++++ Gespeicherte Daten

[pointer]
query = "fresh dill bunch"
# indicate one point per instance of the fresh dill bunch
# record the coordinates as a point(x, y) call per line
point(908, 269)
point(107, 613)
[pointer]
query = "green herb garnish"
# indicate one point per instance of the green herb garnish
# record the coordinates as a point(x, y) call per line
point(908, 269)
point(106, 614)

++++++++
++++ Gespeicherte Daten

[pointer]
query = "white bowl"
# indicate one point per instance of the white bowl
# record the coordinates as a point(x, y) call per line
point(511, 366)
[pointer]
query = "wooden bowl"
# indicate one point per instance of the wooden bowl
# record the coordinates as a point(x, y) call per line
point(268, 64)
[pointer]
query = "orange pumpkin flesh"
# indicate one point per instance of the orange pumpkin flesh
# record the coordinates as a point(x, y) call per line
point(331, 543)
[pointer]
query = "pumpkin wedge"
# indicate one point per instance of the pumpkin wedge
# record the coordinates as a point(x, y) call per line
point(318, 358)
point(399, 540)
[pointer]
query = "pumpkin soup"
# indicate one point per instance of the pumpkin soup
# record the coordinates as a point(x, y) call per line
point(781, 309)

++++++++

Zielsetzung |
Filtern Sie die obigen Zeilen und übernehmen Sie jede Zeile, in der die Zeichenfolge „pumpkin“ vorkommt. Achten Sie dabei auf Groß- und Kleinschreibung.

Schriftliche Antwort |
query = "orange pumpkin flesh"
# indicate one point per instance of the orange pumpkin flesh
query = "pumpkin wedge"
# indicate one point per instance of the pumpkin wedge
query = "pumpkin soup"
# indicate one point per instance of the pumpkin soup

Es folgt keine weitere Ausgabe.